| Task details |
Reproduce the material below word for word, from the line containing "Q: For every instance of the group" through the line containing "x=158, y=185", both included. Leave out any pictures in that span.
==============================
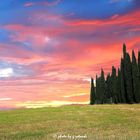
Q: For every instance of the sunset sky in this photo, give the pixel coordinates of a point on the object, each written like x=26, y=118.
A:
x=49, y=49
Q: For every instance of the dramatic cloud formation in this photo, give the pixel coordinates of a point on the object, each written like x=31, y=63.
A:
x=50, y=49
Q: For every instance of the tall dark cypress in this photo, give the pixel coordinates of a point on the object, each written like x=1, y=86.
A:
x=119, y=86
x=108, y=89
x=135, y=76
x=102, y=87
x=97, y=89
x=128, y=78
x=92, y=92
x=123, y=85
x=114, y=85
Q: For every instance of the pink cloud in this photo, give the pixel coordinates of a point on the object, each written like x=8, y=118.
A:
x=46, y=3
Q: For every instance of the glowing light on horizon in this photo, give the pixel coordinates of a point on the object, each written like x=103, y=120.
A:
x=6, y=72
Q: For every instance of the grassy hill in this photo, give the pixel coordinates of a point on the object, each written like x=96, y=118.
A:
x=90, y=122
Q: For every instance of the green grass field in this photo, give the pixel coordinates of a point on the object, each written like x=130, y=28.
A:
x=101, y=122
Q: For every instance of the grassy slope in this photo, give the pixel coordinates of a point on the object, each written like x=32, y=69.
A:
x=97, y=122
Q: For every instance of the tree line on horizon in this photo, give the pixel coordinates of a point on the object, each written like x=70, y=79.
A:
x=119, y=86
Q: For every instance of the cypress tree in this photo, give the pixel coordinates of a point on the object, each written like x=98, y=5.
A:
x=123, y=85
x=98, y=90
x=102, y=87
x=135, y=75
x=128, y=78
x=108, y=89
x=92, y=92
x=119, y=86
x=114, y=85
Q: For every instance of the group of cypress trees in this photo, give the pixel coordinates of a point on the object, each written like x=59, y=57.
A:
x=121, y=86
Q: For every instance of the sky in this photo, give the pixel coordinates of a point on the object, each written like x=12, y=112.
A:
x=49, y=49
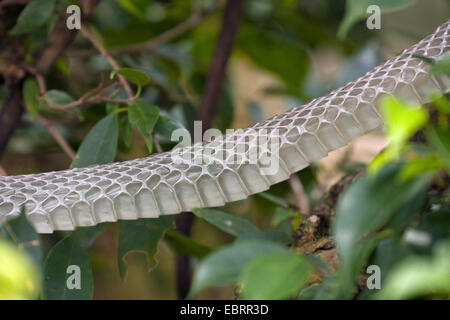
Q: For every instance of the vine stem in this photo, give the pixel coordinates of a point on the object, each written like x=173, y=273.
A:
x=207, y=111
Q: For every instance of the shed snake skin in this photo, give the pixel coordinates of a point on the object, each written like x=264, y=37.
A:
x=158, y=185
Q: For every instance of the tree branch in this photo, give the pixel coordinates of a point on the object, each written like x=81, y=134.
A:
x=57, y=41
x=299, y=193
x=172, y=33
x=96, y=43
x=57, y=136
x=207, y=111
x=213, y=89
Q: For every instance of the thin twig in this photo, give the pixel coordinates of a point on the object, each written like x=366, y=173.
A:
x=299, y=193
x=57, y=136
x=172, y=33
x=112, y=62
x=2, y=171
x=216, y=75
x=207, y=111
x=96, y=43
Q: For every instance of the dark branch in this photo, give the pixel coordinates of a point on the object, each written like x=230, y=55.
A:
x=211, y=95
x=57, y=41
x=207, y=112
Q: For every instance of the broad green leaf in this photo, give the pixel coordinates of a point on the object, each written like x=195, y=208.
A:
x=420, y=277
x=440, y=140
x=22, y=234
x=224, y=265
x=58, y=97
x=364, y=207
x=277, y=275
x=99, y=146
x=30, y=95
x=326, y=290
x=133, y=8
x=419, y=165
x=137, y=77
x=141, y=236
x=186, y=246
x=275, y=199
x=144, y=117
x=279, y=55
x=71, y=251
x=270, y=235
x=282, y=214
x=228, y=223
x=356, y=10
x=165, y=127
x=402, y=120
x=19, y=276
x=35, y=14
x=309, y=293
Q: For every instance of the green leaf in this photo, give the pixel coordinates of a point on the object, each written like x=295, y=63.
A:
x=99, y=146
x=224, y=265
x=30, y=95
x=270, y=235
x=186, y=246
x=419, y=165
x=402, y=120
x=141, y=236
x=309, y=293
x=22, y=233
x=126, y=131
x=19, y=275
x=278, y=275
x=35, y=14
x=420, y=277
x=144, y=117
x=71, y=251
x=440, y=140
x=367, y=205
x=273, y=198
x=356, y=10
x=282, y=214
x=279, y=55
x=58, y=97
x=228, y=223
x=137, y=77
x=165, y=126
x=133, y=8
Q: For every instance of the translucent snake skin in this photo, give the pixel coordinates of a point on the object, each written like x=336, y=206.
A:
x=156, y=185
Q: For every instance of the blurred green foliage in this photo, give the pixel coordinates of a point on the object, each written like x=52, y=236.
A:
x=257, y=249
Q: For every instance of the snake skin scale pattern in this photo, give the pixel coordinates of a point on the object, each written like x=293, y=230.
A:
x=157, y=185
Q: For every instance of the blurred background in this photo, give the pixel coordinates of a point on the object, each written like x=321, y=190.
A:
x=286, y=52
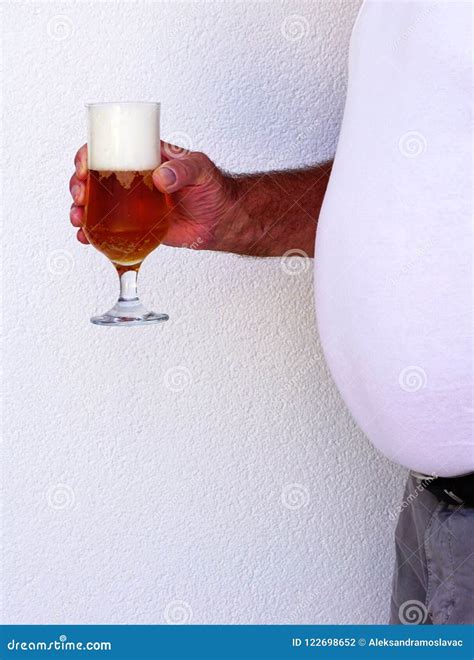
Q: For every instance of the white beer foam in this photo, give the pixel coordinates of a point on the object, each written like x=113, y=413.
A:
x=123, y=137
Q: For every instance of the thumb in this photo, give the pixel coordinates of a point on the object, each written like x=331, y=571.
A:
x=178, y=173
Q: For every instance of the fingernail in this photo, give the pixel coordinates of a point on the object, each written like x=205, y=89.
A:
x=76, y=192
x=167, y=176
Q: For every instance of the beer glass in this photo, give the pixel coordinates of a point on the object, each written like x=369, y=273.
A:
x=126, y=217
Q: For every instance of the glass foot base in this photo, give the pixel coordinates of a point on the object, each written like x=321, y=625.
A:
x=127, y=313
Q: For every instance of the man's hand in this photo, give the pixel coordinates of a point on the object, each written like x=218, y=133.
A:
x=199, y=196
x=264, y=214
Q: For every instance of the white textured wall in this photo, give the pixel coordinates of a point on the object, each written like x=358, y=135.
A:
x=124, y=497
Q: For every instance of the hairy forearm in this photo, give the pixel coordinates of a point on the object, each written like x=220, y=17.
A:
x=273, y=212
==============================
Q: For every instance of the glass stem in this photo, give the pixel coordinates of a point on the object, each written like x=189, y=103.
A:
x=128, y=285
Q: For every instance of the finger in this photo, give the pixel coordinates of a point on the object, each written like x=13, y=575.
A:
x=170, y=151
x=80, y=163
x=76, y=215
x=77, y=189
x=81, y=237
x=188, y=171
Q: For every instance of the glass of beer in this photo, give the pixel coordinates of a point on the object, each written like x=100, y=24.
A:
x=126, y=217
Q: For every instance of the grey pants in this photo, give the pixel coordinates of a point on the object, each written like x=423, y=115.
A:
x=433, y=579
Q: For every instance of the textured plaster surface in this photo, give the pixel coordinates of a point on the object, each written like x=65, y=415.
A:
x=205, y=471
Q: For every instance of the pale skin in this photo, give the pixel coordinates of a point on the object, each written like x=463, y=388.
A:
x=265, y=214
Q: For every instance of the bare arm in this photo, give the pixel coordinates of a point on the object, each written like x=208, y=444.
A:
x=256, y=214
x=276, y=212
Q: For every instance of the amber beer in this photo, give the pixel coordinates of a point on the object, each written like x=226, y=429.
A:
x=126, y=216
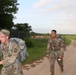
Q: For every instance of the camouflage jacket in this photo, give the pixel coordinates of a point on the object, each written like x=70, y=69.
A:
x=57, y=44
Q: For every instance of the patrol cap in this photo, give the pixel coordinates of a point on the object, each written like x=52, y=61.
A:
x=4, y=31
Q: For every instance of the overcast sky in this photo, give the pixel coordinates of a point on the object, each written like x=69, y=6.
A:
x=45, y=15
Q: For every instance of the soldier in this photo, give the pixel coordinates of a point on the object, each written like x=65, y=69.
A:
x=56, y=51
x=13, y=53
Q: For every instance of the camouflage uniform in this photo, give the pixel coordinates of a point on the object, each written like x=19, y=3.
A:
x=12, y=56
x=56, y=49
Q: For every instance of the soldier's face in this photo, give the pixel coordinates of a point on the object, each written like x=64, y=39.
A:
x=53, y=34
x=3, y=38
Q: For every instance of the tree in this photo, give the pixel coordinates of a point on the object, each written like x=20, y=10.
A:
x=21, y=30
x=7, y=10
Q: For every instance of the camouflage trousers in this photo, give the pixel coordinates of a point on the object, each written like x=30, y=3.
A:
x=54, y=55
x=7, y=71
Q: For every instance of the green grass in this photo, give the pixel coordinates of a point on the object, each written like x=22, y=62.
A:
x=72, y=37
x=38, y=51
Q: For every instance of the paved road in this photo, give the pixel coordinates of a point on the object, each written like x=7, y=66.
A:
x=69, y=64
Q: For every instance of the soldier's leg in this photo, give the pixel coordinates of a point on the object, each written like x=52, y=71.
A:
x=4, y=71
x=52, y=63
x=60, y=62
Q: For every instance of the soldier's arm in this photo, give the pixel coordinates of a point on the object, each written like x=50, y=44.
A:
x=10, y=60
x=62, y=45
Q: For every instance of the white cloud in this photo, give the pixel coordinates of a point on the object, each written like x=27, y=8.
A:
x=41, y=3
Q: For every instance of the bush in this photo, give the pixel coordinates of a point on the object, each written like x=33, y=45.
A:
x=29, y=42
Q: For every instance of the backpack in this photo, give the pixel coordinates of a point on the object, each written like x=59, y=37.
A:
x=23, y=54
==============================
| In response |
Q: For every instance of the group of cypress trees in this photo, give the pixel coordinates of a point on the object, each written like x=59, y=57.
A:
x=121, y=86
Q: For every instance of the sky in this photo, give the pixel coordinates of a point on the object, each written like x=12, y=112.
A:
x=49, y=49
Q: For every instance of the vine stem in this photo, give the pixel coordinates of a point on the object, each written like x=173, y=273.
A:
x=207, y=111
Q: For every instance of the shed snake skin in this photo, give the pixel coordinates of a point on the object, each written like x=264, y=37.
A:
x=158, y=185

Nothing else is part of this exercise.